• **Exercise 1**: In the article on youth mental health support in Stroud, output the passage starting with "Waiting times for" and going on through "to change locally.".
• **Exercise 2**: Rewrite the paragraph beginning "Waiting times for mental health support" from the article on youth mental health support in Stroud as a short bulleted list that keeps its main facts.
• **Exercise 3**: Extend the article on youth mental health support in Stroud past its final paragraph.

• **Selected passage**:
☆ ☆ ☆ ☆ ☆ ☆ ☆
Dr Simon Opher, Dursley GP and Labour Party Parliamentary candidate has announced a dramatic shift in the availability of mental health counselling and mentoring for young people in the Stroud area.
Work led by Dr Simon Opher and Stroud district GPs Dr Robin Blenkorn and Dr Jim Holmes means that local young people will now be able to access mental health counselling and mentoring within 2-3 weeks.
Dr Opher said: “We have a crisis in young people’s mental health. The figures are quite shocking. The pandemic has caused a four fold increase in eating disorders, and rates of anxiety and depression have gone up by over a third.
“I saw a young patient who had been admitted to hospital following an overdose. She had been told that she would have to wait 6 months for an appointment. People with clear eating disorders are being turned away from services, told they weren’t thin enough to qualify.”
Waiting times for mental health support are often over 6 months. Services for autism and ADHD are effectively non-existent, with waits of 3-4 years reported. The number of children not attending school has also reached alarming proportions, running at approximately 20%. This is predominantly caused by mental health issues.
“We are in a perfect storm of increasing demand and reducing provision by an overstretched and underfunded NHS. Our statutory NHS mental health services are simply not coping,” Dr Opher added.
However, thanks to work by local primary care networks, this situation is set to change locally.
GPs across Stroud, Dursley and Wotton have worked with local health and social care specialists, using innovation funding from Gloucestershire NHS to provide in-house counselling and mentoring sessions for young people with a wait time of just weeks. In addition, they are offering mental health first aid certificate training in local schools and in Stroud College. This will enable young people to help themselves and others if they are struggling.
Hollie Jones, a young person social prescriber and trainee counselling psychologist said: “Previously when I referred young people to mental health services, either the referral was rejected, or they were given an appointment in 6 to 9 months. Now we can get them some professional counselling within weeks.”
☆ ☆ ☆ ☆ ☆ ☆ ☆
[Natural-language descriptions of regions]
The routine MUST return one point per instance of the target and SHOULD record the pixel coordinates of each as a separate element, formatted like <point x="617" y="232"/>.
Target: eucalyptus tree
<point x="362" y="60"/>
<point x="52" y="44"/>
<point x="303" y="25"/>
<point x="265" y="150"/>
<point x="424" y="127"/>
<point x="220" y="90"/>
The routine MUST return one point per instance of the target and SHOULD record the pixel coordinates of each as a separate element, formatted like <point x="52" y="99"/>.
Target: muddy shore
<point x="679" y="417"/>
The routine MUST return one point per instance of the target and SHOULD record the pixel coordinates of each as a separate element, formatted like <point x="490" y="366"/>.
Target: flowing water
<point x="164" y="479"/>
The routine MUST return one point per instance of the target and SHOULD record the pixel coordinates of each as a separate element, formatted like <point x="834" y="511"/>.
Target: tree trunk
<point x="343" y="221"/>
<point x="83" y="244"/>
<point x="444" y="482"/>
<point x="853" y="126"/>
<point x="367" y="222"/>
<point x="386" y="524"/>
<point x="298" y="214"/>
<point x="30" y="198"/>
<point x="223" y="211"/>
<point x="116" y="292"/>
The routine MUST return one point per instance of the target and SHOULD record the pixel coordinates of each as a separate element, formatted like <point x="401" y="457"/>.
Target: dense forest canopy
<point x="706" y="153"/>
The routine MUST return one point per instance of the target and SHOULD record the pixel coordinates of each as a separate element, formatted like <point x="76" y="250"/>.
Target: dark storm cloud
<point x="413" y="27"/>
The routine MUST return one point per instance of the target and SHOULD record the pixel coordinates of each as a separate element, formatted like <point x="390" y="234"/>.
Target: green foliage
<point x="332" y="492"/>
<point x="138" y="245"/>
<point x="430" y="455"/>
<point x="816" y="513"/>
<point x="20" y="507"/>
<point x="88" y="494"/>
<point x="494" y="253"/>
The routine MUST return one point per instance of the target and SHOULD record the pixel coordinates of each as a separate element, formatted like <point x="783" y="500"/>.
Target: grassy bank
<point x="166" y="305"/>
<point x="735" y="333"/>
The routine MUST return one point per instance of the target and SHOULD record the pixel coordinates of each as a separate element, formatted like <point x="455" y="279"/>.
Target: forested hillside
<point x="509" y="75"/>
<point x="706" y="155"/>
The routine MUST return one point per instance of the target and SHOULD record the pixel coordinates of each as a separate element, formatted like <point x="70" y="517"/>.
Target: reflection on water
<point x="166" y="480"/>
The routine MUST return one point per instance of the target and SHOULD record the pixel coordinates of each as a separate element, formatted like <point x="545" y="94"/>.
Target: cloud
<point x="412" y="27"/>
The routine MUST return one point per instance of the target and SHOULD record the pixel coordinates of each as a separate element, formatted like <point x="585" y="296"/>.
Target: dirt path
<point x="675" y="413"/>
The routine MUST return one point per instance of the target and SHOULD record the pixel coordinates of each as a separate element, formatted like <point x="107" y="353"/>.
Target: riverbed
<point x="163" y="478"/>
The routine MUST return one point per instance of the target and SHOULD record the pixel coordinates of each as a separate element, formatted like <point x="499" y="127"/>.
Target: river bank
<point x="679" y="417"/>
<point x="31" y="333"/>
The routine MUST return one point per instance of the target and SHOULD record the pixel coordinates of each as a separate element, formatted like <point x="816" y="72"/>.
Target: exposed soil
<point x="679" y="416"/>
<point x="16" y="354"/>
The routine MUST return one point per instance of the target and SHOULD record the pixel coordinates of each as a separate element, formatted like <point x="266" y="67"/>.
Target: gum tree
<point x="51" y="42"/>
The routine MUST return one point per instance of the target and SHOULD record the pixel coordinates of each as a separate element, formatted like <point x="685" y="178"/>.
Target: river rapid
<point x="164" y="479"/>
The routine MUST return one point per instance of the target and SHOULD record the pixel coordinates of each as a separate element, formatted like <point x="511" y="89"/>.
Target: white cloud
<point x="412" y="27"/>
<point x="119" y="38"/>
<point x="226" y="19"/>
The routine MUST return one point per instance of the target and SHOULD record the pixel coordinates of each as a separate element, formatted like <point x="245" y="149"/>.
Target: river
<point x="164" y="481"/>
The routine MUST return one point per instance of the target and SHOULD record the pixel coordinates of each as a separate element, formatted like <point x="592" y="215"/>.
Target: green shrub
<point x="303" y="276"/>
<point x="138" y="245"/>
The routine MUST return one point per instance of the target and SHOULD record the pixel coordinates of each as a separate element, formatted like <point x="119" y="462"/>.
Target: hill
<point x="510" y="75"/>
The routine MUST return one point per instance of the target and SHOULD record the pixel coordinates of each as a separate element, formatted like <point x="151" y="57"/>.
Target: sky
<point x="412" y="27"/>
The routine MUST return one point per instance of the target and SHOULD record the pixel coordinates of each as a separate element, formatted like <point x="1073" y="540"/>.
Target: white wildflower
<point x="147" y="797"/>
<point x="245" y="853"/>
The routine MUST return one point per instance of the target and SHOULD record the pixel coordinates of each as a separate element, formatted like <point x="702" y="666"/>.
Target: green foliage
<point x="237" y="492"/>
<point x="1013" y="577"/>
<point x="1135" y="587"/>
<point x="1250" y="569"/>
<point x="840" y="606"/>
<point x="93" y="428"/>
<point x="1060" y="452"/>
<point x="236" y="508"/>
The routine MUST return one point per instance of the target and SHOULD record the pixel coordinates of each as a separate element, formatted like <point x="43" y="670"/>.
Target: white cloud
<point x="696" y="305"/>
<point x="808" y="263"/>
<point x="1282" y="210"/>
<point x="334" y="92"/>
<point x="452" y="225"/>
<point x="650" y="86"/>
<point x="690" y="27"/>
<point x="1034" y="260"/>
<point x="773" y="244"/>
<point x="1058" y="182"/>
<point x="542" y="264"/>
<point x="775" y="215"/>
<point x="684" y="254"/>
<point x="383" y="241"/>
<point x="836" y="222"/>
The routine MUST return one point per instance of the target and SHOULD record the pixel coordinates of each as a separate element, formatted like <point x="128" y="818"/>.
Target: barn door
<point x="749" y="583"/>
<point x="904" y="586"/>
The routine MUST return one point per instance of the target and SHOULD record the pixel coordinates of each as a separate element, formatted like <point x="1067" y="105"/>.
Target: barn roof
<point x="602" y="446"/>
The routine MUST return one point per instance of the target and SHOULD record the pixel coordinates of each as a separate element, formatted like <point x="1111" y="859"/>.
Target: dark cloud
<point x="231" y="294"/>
☆ ☆ ☆ ☆ ☆ ☆ ☆
• **Output 1**:
Waiting times for mental health support are often over 6 months. Services for autism and ADHD are effectively non-existent, with waits of 3-4 years reported. The number of children not attending school has also reached alarming proportions, running at approximately 20%. This is predominantly caused by mental health issues.
“We are in a perfect storm of increasing demand and reducing provision by an overstretched and underfunded NHS. Our statutory NHS mental health services are simply not coping,” Dr Opher added.
However, thanks to work by local primary care networks, this situation is set to change locally.

• **Output 2**:
- Mental health support waits often exceed 6 months.
- Autism and ADHD services are effectively non-existent, with reported waits of 3–4 years.
- About 20% of children are not attending school, mainly because of mental health issues.

• **Output 3**:
A young person from Dursley, who asked not to be identified, said: “I was in a very low place. I felt anxious all the time, I couldn’t sleep properly and worried about everything. I felt stuck and didn’t know what to do. Hollie was so supportive, it felt like I was understood for the first time and she has helped me access counselling locally relatively quickly.”
Ms Jones, Dave Rawlings from Stroud District Council and Paul Walley from the NHS, together with local GPs are rolling out mental health first aid training to improve care and early intervention for young people. Local organisation The Door is providing mentoring sessions and Gloucestershire Counselling Service is providing bespoke one to one consultations.
“Here in Stroud district we’re proving that things can be different,” Dr Opher said. “But we need children’s mental health to be treated as a priority across the country. It is a Cinderella service in the NHS and at present is failing our young people. Under a Labour government, every school would have a mental health practitioner and waiting times for services would be limited to a maximum of one month.
“The situation for ADHD and Autism services remains grim. Many young people are forced into the private sector to get assessments. This is simply not acceptable. I am campaigning to improve services for these conditions for both adults and children.”